### Goal
Begin at the listing line that contains "of the ocean" and stop after the line that contains "x=84, y=110". Give only those lines again, changing "pixel coordinates" to "image coordinates" and leaving everything else the same.

### Given data
══════

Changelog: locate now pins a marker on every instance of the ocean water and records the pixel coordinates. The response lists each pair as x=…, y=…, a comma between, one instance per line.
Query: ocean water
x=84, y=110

══════

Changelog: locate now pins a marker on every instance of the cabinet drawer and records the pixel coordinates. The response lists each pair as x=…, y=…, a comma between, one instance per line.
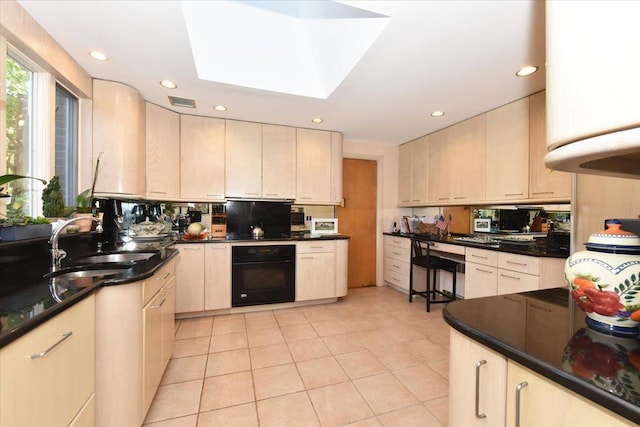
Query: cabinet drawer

══════

### Final answer
Changelog: locate now pins a marker on every instance of the ocean water and records the image coordinates. The response lists each pair as x=…, y=…, a comma between, one instance per line.
Query: ocean water
x=84, y=110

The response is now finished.